### Exercise
Every entry must be duplicated precisely as written.

### Stored records

§

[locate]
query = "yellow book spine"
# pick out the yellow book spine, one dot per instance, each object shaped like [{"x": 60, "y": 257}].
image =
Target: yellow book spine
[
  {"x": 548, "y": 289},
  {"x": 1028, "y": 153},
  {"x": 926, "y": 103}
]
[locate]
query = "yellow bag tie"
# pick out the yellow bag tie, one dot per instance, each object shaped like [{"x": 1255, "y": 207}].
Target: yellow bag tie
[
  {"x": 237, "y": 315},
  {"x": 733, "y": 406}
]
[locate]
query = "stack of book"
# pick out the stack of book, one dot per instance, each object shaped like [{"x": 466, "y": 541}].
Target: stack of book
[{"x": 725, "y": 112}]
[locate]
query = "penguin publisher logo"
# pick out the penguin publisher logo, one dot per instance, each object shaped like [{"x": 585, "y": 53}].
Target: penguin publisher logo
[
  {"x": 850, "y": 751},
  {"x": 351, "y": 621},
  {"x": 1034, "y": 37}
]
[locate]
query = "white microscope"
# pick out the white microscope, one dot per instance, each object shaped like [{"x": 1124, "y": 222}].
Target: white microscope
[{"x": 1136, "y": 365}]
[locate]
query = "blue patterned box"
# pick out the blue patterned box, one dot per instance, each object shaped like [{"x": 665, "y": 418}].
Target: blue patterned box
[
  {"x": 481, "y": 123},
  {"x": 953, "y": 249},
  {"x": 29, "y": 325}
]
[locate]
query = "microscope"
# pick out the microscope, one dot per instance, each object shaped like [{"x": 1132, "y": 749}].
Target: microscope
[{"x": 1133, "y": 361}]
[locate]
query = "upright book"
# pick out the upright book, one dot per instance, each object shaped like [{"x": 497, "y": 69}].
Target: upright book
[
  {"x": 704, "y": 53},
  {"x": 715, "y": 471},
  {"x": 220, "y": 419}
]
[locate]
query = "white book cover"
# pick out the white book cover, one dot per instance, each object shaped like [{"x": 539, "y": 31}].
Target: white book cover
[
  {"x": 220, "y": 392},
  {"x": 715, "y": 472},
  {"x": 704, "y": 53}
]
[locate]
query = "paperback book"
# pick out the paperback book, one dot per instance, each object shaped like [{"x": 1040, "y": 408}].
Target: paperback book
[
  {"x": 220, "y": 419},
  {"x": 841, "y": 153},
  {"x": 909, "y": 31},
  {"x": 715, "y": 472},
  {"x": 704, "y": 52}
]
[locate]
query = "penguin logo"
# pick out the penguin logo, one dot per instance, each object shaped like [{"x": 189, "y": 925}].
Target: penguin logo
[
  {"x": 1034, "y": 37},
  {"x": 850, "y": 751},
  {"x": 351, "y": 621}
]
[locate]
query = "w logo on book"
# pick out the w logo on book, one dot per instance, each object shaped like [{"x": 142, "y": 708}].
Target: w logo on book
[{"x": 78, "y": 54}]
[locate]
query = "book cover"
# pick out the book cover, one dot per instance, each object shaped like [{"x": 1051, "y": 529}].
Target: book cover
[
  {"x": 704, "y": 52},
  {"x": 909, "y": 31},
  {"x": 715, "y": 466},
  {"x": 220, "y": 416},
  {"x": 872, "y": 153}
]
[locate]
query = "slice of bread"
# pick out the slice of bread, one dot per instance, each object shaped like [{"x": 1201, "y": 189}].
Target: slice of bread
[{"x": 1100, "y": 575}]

§

### Full response
[locate]
query = "yellow book spine"
# pick out the yellow book spine, one dot per instance, each object shaped like [{"x": 60, "y": 257}].
image =
Target: yellow book spine
[
  {"x": 548, "y": 289},
  {"x": 1028, "y": 153},
  {"x": 926, "y": 103}
]
[locate]
query = "yellow bag tie"
# pick out the yellow bag tie, one dot per instance, each object shaped like [{"x": 1255, "y": 207}].
Target: yellow bag tie
[
  {"x": 237, "y": 315},
  {"x": 733, "y": 406}
]
[locate]
query = "stack of book"
# pick out the stack of book, one dot per instance, each object shaped like [{"x": 466, "y": 541}].
Target: stack of book
[{"x": 725, "y": 112}]
[locate]
query = "penguin publisher logo"
# pick out the penguin publisher logo, one dot per instance, each object shaped like [{"x": 585, "y": 53}].
Target: penguin publisher logo
[
  {"x": 850, "y": 751},
  {"x": 351, "y": 621},
  {"x": 1034, "y": 37}
]
[locate]
query = "white microscope"
# pick out the white microscope, one dot per instance, each object shaped like [{"x": 1124, "y": 222}].
Target: white microscope
[{"x": 1136, "y": 365}]
[locate]
query = "blue patterned box"
# pick out the blue patterned box, one dot per instance, each object shaped like [{"x": 665, "y": 418}].
Target: blue patterned box
[
  {"x": 481, "y": 123},
  {"x": 953, "y": 249},
  {"x": 29, "y": 325}
]
[locate]
query = "microscope"
# pick out the microscope, one dot per instance, each object shaped like [{"x": 1132, "y": 749}].
Target: microscope
[{"x": 1133, "y": 361}]
[locate]
query = "upright book"
# pick out the upright book, one dot per instance, each object shaped like [{"x": 497, "y": 69}].
Target: upright book
[
  {"x": 704, "y": 53},
  {"x": 715, "y": 471},
  {"x": 220, "y": 419}
]
[locate]
query = "white book cover"
# pick out the white book cover, one dot per instance, each object shaped like [{"x": 539, "y": 31}].
Target: white book cover
[
  {"x": 220, "y": 392},
  {"x": 715, "y": 472},
  {"x": 704, "y": 53}
]
[locate]
query = "paperback book"
# pick out the paperback book, one dot per instance, each object shaped like [{"x": 1040, "y": 408}].
Target: paperback book
[
  {"x": 220, "y": 419},
  {"x": 841, "y": 153},
  {"x": 909, "y": 31},
  {"x": 715, "y": 472},
  {"x": 704, "y": 52}
]
[locate]
query = "penguin logo"
# pick out the penguin logo, one dot per instance, each object shaped like [{"x": 189, "y": 925}].
Target: penguin logo
[
  {"x": 1034, "y": 37},
  {"x": 850, "y": 751},
  {"x": 351, "y": 621}
]
[locate]
query = "w logo on book"
# pick out the w logo on book, one dot per instance, each object shaped like [{"x": 142, "y": 708}].
Target: w logo on book
[{"x": 78, "y": 54}]
[locate]
query = "book cover"
# pick out the book cover, one dot per instance, each object shaped like [{"x": 1051, "y": 529}].
Target: book cover
[
  {"x": 704, "y": 52},
  {"x": 909, "y": 31},
  {"x": 715, "y": 466},
  {"x": 220, "y": 416},
  {"x": 872, "y": 153}
]
[locate]
query = "slice of bread"
# pick out the slice of bread, one dot per instance, each object shaped like [{"x": 1201, "y": 189}].
Target: slice of bread
[{"x": 1100, "y": 575}]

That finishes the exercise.